• [Verilen metin]
▬▬▬

Dublin'de kaldığım süre içinde ve günün çeşitli saatlerinde, İrlanda'nın ünlü viskisi Tullamore Dew'ün tadına baktım. Tat açıklamasına geçmeden önce, İrlanda'da bizim gibi ‘vakti kerahat’ yani ‘içki zamanı’ diye bir kavram olmadığını belirtmemde yarar var. İrlandalılar için günün her saatinde içki içilebiliyordu. ‘Şişenin dibini’ bulmadan da kimse evine gitmiyordu. Onun için Heinrich Böll'ün dediği gibi, İrlandalılar sabah 07.00 ile 10.00 arasında tüm soruları tek kelime ile, ‘sorry’ diyerek yanıtlıyorlardı. Böylesine içki sever bir milletti.

KADINIMSI BİR VİSKİ

Ünlü viski yazarı Michael Jackson İrlanda viskisi için, ‘tadını tarif etmek çok zor’ tabirini kullanıyordu. Gerçekten de Tullamore'un tadını anlatmak zordu. Burbon ve şeri fıçılarında üç yıl dinlenen viskiyi tattıktan sonra, not defterime ilk izlenimlerim için şu cümleleri yazmıştım: ‘Dolgun, gövdeli, bal çağrışımları olan, tatlı limonu anımsatan ince bir tadı var. Kadınımsı bir viski. Yumuşak, çiçeksi aromalar hissediliyor. Tadı damakta uzun süre kalıyor...’

Viskide is kokusunu ve is tadını sevmeyenler için, İrlanda viskileri daha çekici olabilirdi. İrlandalılar arpayı turba ateşi yerine, fırınlarda, kömür ateşi ile kurutuyorlardı. Onun için is kokusu olmuyordu. İrlandalılar tahıl viskisi yapımında, İskoçyalılardan farklı olarak çavdar ve yulaf da kullanıyorlardı. Ayrıca viskiyi üç kere damıtıyorlardı. İrlandalılar bu ekstra damıtmanın, viskinin tadını daha da güzelleştirdiğini öne sürmelerine karşılık, İskoçlar İrlandalıların iki kere damıtmakla adam gibi viski yapamadıklarını, onun için üçüncü damıtmaya gerek duyduklarını söylüyorlardı.

Publara gittiğimde dikkatimi çeken şey, müşterilerin içecekleri viskiyi markalarıyla istemeleri oldu. Bizim gibi, 'bana bir duble viski ver' diyerek barmenin insafına sığınmıyorlardı. Bu da onların, ne kadar bilinçli bir içki tüketicisi olduklarının kanıtıydı. Viski markalarını doğru telaffuz edemediğim için, ilk günlerde içki ısmarlamakta zorlandım. Veya yanlış viskiler içtim. Ama sonraları dilim açıldı.

SİYAH RENKLİ SULU EKMEK

İrlandalılar viskiyi genellikle sek veya bir buzla içiyorlardı. Viskiye su koyma konusu publarda oldukça hassas bir konuydu. Bir İrlanda atasözü bu işin ciddiyetini şöyle açıklıyordu: ‘Bir erkeği çıldırtmak istemiyorsan, karısına sarkıntılık etme ve viskisine sakın su koyma...’ İrlandalılar bir de viskilerinin yanında, siyah bira içmeyi çok seviyorlardı. Viskinin midede başlattığı yangını, kararında soğutulmuş bira ile söndürmeye çalışıyorlardı.

▬▬▬

• [Yönergeler]
a. İrlanda viskisi metninde "Dublin'de kaldığım süre" ile başlayıp "sever bir milletti." ile biten kısmı, bu son sözler de dahil olmak üzere, aynen yeniden yaz.
b. Kayıtların başından "MULTIPOLYGON (((227 39, 227" geçen satıra kadar (bu satır dahil) yalnızca bu satırları, her satır bir dize olacak biçimde JSON listesi olarak çıkar; boş satırları atla. Resimleri yanıta alma.

• [Çıkarılan veriler]
▬▬▬

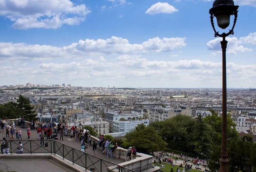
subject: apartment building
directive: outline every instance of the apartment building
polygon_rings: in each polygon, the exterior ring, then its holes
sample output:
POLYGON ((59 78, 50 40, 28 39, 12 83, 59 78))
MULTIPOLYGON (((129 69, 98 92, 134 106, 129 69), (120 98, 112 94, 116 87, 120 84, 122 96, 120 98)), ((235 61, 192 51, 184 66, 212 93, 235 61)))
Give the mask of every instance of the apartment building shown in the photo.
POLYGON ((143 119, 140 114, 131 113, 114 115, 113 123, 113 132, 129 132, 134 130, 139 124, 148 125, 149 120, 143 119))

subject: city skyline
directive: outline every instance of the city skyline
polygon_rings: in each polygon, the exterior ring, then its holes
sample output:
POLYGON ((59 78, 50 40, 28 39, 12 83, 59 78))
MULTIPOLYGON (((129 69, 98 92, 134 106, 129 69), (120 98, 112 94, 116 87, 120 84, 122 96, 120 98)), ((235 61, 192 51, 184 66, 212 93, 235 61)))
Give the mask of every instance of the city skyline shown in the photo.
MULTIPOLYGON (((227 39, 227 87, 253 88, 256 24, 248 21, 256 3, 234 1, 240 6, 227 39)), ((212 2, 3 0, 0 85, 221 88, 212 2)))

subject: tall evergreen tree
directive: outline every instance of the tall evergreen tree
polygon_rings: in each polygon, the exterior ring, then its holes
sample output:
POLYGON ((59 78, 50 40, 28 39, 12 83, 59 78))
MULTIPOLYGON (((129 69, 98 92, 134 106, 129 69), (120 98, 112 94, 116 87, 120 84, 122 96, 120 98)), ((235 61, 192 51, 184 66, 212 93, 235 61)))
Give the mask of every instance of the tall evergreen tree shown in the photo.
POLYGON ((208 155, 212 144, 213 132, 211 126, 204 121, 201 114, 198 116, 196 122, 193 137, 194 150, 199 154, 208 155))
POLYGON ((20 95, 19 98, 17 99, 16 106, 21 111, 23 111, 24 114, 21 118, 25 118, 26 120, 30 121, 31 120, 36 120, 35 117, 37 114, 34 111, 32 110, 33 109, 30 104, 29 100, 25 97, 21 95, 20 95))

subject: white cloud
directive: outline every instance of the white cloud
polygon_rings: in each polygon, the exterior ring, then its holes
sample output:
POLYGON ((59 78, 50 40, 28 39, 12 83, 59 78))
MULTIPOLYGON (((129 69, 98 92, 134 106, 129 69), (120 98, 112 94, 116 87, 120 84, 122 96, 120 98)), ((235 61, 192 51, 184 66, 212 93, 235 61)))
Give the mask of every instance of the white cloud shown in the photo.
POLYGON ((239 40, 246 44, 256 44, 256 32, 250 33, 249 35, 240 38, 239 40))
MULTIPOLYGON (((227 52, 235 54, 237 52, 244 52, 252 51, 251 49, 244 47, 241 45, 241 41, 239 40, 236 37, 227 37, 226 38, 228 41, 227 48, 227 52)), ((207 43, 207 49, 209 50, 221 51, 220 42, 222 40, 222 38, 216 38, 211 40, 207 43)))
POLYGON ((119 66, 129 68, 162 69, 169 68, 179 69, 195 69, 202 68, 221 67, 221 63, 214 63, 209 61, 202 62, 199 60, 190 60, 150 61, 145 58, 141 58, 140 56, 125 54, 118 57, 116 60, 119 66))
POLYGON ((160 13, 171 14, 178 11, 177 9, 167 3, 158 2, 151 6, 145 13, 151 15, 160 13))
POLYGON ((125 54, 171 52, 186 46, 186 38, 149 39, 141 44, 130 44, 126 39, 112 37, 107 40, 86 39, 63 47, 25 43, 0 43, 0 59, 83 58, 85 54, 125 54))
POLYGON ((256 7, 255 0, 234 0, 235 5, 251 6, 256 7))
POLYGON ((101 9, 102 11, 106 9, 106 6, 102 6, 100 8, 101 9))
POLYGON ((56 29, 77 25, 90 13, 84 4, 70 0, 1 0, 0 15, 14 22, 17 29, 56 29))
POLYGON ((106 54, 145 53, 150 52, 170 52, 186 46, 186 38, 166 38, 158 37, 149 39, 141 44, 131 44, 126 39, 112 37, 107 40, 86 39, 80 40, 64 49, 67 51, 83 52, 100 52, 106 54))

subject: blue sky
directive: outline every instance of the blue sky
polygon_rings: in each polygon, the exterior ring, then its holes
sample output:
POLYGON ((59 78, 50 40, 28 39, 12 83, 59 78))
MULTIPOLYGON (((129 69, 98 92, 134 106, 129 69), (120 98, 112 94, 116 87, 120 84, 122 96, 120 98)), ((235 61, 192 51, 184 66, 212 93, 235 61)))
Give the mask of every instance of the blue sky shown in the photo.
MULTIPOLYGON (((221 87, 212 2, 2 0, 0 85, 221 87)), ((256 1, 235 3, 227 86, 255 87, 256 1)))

▬▬▬

• [Verilen yanıtlar]
a.
Dublin'de kaldığım süre içinde ve günün çeşitli saatlerinde, İrlanda'nın ünlü viskisi Tullamore Dew'ün tadına baktım. Tat açıklamasına geçmeden önce, İrlanda'da bizim gibi ‘vakti kerahat’ yani ‘içki zamanı’ diye bir kavram olmadığını belirtmemde yarar var. İrlandalılar için günün her saatinde içki içilebiliyordu. ‘Şişenin dibini’ bulmadan da kimse evine gitmiyordu. Onun için Heinrich Böll'ün dediği gibi, İrlandalılar sabah 07.00 ile 10.00 arasında tüm soruları tek kelime ile, ‘sorry’ diyerek yanıtlıyorlardı. Böylesine içki sever bir milletti.

b.
[
  "subject: apartment building",
  "directive: outline every instance of the apartment building",
  "polygon_rings: in each polygon, the exterior ring, then its holes",
  "sample output:",
  "POLYGON ((59 78, 50 40, 28 39, 12 83, 59 78))",
  "MULTIPOLYGON (((129 69, 98 92, 134 106, 129 69), (120 98, 112 94, 116 87, 120 84, 122 96, 120 98)), ((235 61, 192 51, 184 66, 212 93, 235 61)))",
  "Give the mask of every instance of the apartment building shown in the photo.",
  "POLYGON ((143 119, 140 114, 131 113, 114 115, 113 123, 113 132, 129 132, 134 130, 139 124, 148 125, 149 120, 143 119))",
  "subject: city skyline",
  "directive: outline every instance of the city skyline",
  "polygon_rings: in each polygon, the exterior ring, then its holes",
  "sample output:",
  "POLYGON ((59 78, 50 40, 28 39, 12 83, 59 78))",
  "MULTIPOLYGON (((129 69, 98 92, 134 106, 129 69), (120 98, 112 94, 116 87, 120 84, 122 96, 120 98)), ((235 61, 192 51, 184 66, 212 93, 235 61)))",
  "Give the mask of every instance of the city skyline shown in the photo.",
  "MULTIPOLYGON (((227 39, 227 87, 253 88, 256 24, 248 21, 256 3, 234 1, 240 6, 227 39)), ((212 2, 3 0, 0 85, 221 88, 212 2)))"
]